# [Entries provided]
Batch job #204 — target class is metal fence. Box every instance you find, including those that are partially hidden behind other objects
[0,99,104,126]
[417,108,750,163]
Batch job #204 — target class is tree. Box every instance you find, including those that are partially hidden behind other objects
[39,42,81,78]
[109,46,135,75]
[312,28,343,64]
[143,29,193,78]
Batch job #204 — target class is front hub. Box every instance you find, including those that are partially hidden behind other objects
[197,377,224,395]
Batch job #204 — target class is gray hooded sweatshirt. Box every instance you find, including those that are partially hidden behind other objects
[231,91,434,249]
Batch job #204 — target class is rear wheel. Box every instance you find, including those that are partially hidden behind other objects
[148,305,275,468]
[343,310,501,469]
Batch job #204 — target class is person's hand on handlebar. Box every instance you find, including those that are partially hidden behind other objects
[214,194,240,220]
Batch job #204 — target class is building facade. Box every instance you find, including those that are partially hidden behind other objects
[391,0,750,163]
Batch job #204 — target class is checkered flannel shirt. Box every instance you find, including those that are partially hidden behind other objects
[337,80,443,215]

# [Stated exercise]
Reproduce every line of the material above word for word, keeping each line in its original order.

# [Full response]
Batch job #204 — target class is metal fence. Box every instance you find, including those that are partially hidden behind other objects
[0,99,104,126]
[417,108,750,163]
Batch job #204 — target class is tree. Box every instance you find, including those that are partially hidden behind other objects
[39,42,81,78]
[109,46,135,75]
[312,28,343,64]
[143,29,193,78]
Batch job #204 — target class is front hub. Box every instance you find, including those that are partially hidden behind other objects
[197,377,224,395]
Batch job #204 — target class is gray hooded sweatshirt. Box every instance you find, including those that are partially hidden behind other objects
[231,91,434,249]
Batch job #204 — target class is rear wheel. Box every instance you find, including those that are partially hidden behind other objects
[148,305,275,468]
[343,310,501,469]
Batch job #204 — target class is person's hand on handlebar. Box every instance you find, including those that are partially hidden behind other objects
[214,194,240,220]
Batch job #204 — target class is building facade. Box every instance you find, including those that are partially hidden behind other objects
[391,0,750,163]
Batch job #204 — target class is checkered flannel shirt. Box every instance you find, including those that are partially hidden behind other objects
[337,80,443,215]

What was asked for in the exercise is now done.